-- Opening Marker --
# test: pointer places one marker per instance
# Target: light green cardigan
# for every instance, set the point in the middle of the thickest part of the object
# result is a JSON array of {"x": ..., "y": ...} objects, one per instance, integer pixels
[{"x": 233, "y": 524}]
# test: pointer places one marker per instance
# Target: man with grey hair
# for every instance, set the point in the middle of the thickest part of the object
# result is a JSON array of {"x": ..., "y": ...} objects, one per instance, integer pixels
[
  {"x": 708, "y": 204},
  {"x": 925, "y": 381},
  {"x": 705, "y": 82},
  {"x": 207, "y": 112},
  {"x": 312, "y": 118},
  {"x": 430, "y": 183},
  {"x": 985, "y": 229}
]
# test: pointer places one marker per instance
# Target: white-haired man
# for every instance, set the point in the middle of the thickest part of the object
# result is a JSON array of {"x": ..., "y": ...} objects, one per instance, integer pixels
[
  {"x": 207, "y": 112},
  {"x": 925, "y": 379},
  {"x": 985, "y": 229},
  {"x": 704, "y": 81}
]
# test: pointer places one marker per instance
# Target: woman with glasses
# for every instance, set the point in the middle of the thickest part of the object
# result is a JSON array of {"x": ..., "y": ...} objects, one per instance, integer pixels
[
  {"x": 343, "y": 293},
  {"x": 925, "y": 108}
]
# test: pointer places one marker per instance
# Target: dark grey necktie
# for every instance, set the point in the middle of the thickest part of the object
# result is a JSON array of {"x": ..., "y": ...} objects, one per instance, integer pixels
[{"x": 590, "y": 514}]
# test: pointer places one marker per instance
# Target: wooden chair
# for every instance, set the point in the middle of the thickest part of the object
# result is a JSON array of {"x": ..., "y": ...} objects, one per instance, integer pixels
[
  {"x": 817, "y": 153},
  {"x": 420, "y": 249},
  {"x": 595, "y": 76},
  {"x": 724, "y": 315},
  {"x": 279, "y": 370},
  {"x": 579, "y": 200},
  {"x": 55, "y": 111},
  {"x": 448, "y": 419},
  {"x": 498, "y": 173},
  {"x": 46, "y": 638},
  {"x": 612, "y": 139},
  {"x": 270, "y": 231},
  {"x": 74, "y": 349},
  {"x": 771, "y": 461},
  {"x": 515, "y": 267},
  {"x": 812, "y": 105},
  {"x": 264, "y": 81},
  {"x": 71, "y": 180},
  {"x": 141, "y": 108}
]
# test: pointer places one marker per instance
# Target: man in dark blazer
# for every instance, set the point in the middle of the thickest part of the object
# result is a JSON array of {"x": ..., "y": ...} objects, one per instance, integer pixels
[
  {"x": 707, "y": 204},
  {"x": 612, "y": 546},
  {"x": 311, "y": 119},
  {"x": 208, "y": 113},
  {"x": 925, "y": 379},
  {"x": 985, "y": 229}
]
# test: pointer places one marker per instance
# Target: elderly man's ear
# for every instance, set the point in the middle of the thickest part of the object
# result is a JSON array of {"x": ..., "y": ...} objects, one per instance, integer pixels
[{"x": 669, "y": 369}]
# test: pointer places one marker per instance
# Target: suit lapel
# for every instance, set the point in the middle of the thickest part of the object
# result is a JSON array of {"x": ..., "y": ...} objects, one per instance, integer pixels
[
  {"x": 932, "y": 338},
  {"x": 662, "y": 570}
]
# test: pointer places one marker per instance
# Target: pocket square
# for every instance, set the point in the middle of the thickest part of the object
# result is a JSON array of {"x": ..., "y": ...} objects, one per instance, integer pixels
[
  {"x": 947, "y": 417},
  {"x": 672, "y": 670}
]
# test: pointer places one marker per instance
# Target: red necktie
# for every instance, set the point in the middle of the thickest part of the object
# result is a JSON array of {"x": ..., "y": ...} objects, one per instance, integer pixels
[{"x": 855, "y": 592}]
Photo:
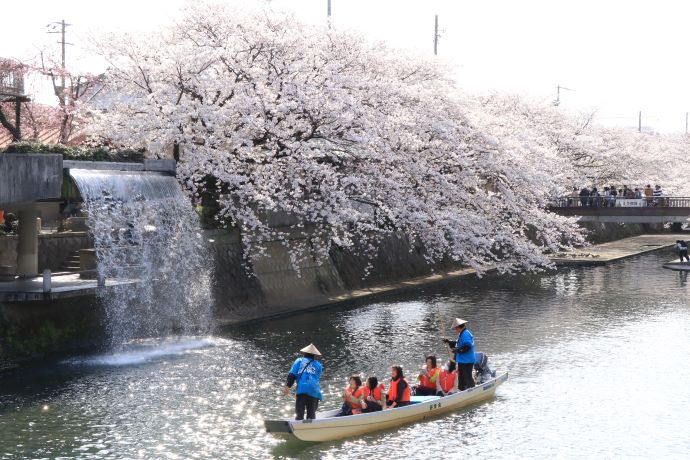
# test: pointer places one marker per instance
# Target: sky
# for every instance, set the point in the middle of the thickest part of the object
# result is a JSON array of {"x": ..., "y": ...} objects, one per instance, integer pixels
[{"x": 616, "y": 57}]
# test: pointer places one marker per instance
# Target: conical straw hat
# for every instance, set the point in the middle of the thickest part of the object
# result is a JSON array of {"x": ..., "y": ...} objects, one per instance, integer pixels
[
  {"x": 311, "y": 349},
  {"x": 458, "y": 322}
]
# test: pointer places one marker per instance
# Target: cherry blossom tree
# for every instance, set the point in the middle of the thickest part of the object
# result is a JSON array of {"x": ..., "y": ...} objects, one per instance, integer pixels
[
  {"x": 573, "y": 150},
  {"x": 353, "y": 142}
]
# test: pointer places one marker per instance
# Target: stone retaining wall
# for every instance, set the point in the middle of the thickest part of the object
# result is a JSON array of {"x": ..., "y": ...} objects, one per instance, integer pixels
[{"x": 53, "y": 248}]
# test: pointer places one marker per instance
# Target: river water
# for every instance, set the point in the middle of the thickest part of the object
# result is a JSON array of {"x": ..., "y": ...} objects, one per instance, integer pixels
[{"x": 597, "y": 360}]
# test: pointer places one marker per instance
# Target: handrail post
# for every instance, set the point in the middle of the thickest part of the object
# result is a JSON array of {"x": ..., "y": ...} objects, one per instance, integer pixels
[{"x": 47, "y": 280}]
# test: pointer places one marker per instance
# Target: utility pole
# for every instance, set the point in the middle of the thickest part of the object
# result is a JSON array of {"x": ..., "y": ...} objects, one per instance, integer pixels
[
  {"x": 436, "y": 35},
  {"x": 639, "y": 122},
  {"x": 557, "y": 102},
  {"x": 63, "y": 26}
]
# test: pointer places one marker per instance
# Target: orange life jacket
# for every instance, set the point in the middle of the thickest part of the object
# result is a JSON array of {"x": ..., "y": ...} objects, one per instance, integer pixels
[
  {"x": 356, "y": 408},
  {"x": 425, "y": 382},
  {"x": 393, "y": 391},
  {"x": 376, "y": 393},
  {"x": 447, "y": 380}
]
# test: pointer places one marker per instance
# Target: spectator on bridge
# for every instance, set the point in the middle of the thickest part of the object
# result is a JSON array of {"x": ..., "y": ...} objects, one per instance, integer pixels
[
  {"x": 658, "y": 193},
  {"x": 584, "y": 196},
  {"x": 607, "y": 196},
  {"x": 572, "y": 201},
  {"x": 594, "y": 198},
  {"x": 614, "y": 195},
  {"x": 682, "y": 248},
  {"x": 648, "y": 193}
]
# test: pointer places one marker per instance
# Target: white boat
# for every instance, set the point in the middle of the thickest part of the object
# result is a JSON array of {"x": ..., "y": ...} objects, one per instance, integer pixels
[{"x": 328, "y": 427}]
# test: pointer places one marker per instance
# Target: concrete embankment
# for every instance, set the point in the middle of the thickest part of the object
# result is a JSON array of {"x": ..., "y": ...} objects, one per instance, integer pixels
[
  {"x": 604, "y": 253},
  {"x": 283, "y": 291}
]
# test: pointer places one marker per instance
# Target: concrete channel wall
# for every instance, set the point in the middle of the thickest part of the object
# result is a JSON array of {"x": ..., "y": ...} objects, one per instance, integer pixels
[
  {"x": 277, "y": 287},
  {"x": 53, "y": 248},
  {"x": 27, "y": 177}
]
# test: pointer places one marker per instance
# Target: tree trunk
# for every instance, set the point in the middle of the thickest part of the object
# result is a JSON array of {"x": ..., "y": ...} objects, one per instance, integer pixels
[{"x": 13, "y": 129}]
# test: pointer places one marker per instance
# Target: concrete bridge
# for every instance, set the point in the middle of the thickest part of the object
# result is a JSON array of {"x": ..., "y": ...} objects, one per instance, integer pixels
[{"x": 667, "y": 209}]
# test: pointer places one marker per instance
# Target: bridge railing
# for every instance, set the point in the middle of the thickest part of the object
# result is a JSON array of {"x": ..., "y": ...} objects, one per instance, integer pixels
[{"x": 610, "y": 202}]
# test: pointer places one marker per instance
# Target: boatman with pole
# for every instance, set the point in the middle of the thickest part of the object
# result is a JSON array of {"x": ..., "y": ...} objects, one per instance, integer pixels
[
  {"x": 306, "y": 371},
  {"x": 464, "y": 353}
]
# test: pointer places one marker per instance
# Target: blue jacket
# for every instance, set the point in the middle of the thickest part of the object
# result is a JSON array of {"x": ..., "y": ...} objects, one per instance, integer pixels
[
  {"x": 465, "y": 338},
  {"x": 307, "y": 373}
]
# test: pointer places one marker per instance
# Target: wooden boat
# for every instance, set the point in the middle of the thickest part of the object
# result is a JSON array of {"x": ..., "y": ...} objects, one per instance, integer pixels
[
  {"x": 678, "y": 266},
  {"x": 327, "y": 427}
]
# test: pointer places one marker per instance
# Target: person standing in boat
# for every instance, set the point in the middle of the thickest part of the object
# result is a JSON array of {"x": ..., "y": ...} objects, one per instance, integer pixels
[
  {"x": 682, "y": 248},
  {"x": 306, "y": 371},
  {"x": 428, "y": 378},
  {"x": 398, "y": 389},
  {"x": 374, "y": 396},
  {"x": 464, "y": 353}
]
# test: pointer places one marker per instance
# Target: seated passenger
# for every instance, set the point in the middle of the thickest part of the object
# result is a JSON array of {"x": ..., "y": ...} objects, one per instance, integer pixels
[
  {"x": 428, "y": 378},
  {"x": 398, "y": 389},
  {"x": 481, "y": 365},
  {"x": 448, "y": 379},
  {"x": 374, "y": 396},
  {"x": 352, "y": 397}
]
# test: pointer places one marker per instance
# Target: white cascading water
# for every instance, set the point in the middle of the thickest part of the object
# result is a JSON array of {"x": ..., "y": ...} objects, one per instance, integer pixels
-- Closing Marker --
* [What to produce] Nothing but the exact lines of the data above, from the line containing "# Target: seated passenger" through the last, should appear in the answer.

* [Written answer]
# Target: seated passenger
# for every instance, set the point in the middle of the thickest part of the object
# result is a JSON array of {"x": ..., "y": ...} objects, one per instance, integer pixels
[
  {"x": 428, "y": 378},
  {"x": 398, "y": 389},
  {"x": 481, "y": 365},
  {"x": 448, "y": 379},
  {"x": 374, "y": 396},
  {"x": 352, "y": 397}
]
# test: pointer places one marker per instance
# Target: white cascading water
# for every instance, set the point in the middle of the thickest part of the object
# result is a JSON array of {"x": ..., "y": ...} objects, one per instance, integer pixels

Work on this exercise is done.